Entries from an annotation dataset:

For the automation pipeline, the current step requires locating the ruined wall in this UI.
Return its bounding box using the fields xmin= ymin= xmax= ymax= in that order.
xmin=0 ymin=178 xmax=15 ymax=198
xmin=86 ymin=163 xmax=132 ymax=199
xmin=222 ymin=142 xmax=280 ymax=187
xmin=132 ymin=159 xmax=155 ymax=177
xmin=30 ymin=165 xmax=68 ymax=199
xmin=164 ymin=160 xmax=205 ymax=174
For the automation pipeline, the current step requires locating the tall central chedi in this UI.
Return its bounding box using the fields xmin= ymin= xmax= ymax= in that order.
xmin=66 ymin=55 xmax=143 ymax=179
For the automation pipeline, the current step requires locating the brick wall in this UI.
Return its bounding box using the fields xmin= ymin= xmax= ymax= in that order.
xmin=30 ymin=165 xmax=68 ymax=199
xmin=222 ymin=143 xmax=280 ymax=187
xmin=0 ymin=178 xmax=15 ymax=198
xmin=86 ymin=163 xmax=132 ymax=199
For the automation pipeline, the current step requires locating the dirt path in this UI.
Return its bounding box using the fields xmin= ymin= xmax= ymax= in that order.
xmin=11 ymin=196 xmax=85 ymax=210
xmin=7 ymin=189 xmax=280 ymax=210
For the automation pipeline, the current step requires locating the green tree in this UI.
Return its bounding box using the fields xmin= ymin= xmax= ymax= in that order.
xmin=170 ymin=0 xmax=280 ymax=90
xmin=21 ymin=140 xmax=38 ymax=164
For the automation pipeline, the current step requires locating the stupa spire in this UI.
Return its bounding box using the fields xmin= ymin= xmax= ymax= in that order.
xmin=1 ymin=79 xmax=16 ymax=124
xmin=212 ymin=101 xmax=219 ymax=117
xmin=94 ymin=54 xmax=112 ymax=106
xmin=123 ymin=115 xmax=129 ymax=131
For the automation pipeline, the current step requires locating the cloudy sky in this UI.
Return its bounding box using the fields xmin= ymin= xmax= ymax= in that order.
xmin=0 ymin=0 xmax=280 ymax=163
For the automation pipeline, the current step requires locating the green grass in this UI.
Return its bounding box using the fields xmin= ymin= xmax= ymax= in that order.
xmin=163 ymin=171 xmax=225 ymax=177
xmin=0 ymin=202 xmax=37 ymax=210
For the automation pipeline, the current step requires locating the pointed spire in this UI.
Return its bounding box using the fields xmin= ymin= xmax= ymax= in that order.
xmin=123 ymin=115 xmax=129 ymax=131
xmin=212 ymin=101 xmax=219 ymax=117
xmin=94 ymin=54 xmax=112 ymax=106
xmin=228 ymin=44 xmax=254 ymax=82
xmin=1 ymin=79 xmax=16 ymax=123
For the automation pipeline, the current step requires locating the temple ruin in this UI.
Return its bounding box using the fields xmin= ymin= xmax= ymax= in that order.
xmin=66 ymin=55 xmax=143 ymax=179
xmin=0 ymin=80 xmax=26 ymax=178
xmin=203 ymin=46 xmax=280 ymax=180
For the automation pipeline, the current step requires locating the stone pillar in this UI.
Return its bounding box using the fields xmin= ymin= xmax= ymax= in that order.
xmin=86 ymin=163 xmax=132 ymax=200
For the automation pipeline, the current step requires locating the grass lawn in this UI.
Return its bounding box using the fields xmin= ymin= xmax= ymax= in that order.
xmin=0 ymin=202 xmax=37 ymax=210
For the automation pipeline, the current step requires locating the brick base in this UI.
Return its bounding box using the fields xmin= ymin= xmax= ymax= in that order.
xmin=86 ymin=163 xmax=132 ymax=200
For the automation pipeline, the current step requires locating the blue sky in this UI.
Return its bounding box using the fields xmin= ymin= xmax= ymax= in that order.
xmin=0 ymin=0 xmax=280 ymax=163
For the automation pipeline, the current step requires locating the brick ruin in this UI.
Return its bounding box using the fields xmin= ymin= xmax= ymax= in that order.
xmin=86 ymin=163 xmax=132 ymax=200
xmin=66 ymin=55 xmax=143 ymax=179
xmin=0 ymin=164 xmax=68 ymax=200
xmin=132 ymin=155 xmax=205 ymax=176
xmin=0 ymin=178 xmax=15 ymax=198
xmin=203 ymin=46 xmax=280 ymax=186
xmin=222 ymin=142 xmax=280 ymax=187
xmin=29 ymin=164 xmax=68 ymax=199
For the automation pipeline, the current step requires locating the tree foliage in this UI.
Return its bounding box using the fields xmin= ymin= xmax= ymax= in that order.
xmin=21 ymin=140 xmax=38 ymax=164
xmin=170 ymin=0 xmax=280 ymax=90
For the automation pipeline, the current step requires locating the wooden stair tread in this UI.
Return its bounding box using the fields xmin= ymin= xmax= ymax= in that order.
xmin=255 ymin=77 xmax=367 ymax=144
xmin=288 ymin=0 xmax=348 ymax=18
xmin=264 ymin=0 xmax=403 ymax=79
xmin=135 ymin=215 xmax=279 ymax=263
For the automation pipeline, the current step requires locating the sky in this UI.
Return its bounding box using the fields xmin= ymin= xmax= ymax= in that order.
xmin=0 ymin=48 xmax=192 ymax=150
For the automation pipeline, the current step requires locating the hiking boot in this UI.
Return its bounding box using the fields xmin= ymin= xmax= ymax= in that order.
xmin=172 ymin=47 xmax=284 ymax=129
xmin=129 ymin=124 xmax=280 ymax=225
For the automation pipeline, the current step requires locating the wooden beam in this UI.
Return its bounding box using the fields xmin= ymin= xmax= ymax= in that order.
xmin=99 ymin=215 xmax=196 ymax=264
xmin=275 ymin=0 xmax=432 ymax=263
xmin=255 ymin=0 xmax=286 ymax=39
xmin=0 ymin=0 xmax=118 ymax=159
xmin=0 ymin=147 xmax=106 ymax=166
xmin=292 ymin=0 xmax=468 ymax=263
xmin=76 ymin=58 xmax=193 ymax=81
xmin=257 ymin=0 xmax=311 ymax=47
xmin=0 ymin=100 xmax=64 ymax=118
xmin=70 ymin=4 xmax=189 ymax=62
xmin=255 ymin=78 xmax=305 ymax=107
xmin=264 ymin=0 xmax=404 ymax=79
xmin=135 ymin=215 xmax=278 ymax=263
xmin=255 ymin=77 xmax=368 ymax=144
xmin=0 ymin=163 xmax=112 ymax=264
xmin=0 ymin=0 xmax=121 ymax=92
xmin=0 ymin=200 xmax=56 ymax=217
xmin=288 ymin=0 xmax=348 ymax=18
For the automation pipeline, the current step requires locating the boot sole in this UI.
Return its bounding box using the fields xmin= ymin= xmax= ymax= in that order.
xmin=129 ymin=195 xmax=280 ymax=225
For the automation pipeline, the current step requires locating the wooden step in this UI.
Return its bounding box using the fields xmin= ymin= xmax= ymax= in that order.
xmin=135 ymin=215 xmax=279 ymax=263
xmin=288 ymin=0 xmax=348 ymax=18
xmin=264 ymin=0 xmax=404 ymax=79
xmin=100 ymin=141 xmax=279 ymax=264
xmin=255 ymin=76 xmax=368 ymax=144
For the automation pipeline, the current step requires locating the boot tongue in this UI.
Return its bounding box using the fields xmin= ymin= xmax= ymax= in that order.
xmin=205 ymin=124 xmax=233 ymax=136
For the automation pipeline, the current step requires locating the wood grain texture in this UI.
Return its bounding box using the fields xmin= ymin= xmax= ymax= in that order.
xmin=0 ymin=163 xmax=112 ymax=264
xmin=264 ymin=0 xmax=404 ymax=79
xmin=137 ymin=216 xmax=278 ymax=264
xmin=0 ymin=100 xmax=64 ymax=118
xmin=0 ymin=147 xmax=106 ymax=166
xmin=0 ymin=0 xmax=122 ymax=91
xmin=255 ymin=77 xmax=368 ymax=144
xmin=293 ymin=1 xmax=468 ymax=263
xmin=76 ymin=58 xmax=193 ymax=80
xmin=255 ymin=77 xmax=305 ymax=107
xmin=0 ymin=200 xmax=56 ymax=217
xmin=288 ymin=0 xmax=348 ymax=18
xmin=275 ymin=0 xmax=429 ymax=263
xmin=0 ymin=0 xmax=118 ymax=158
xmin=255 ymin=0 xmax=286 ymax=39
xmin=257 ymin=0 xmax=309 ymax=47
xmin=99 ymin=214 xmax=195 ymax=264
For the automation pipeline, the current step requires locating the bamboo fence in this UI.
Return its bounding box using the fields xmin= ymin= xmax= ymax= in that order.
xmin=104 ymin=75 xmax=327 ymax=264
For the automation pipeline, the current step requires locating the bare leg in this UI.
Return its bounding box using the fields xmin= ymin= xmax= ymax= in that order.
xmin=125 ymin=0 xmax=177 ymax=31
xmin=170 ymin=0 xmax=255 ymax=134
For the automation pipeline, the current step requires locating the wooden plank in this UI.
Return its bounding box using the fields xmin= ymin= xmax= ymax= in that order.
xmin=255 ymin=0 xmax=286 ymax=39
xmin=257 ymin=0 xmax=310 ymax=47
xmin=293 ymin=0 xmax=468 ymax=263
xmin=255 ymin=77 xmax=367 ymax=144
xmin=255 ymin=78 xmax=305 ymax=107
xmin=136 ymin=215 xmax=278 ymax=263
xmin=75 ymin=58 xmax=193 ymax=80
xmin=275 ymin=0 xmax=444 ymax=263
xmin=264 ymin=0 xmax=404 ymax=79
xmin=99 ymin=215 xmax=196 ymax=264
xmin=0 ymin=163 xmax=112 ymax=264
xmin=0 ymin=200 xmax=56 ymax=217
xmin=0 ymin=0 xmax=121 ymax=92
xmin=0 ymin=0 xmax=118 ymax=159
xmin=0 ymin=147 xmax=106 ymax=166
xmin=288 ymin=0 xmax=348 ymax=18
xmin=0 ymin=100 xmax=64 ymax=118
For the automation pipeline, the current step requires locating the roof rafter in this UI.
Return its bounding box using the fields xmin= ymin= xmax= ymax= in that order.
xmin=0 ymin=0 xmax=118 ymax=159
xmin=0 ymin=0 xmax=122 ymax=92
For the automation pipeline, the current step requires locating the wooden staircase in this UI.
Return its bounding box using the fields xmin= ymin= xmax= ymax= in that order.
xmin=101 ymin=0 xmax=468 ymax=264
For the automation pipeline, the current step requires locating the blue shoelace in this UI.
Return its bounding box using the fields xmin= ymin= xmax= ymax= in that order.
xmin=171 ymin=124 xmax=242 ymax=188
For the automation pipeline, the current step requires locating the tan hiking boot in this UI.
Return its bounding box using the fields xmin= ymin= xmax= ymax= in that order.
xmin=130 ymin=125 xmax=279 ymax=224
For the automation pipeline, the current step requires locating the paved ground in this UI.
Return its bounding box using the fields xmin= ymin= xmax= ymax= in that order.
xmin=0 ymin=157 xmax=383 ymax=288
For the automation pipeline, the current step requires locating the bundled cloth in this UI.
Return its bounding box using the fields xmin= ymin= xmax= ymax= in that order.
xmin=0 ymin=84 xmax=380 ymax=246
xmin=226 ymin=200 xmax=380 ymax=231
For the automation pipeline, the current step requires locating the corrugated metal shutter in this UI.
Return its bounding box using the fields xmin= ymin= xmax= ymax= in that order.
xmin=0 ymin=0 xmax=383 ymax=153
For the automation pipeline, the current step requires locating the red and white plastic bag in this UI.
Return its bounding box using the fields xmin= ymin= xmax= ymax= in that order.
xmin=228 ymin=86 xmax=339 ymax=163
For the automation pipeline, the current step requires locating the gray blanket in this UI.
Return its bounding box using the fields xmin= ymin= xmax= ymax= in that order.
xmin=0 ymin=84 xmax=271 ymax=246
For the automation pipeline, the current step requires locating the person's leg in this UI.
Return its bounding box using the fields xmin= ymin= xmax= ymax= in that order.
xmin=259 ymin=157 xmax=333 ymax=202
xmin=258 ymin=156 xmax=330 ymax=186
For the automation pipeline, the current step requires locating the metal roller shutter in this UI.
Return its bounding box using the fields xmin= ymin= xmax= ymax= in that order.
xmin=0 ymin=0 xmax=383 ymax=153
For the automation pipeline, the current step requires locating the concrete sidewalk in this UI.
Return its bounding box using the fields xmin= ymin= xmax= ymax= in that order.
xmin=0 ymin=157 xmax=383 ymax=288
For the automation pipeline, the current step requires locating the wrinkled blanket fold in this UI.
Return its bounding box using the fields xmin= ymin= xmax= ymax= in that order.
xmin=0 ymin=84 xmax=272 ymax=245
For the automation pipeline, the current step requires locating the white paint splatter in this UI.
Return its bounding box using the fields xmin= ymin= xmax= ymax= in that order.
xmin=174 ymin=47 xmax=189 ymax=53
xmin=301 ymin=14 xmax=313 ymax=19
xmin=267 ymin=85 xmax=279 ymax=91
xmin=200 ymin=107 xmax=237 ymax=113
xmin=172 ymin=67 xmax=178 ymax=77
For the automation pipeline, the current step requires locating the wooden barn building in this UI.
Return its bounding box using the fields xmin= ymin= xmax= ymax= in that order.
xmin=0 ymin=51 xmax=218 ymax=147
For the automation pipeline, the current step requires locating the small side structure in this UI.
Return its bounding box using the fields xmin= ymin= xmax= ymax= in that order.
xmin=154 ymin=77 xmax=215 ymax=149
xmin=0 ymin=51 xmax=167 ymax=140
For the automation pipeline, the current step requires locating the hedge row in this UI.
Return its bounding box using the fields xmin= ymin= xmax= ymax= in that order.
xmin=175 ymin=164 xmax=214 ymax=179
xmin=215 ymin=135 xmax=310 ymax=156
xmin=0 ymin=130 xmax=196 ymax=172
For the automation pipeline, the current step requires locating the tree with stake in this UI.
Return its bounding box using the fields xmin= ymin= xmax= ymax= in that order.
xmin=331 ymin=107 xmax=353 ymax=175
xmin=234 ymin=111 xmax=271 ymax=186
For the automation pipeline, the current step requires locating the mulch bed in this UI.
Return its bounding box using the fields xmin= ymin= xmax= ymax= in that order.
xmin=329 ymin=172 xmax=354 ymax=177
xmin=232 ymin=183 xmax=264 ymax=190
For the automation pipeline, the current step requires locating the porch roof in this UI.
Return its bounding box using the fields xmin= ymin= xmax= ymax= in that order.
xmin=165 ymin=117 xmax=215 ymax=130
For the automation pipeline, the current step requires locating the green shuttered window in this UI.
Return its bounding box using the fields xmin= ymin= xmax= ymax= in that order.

WHAT YOU HAVE TO DO: Rewrite the items from the beginning of the entries through the line that contains "xmin=164 ymin=160 xmax=205 ymax=174", including that line and keeping the requests unchanged. Shift every bounding-box coordinate in the answers by -42.

TASK ANSWER:
For the automation pipeline, the current step requires locating the ruined wall in this UI.
Return its bounding box using the fields xmin= ymin= xmax= ymax= in that order.
xmin=-42 ymin=136 xmax=-27 ymax=156
xmin=44 ymin=121 xmax=90 ymax=157
xmin=180 ymin=100 xmax=238 ymax=145
xmin=90 ymin=117 xmax=113 ymax=135
xmin=-12 ymin=123 xmax=26 ymax=157
xmin=122 ymin=118 xmax=163 ymax=132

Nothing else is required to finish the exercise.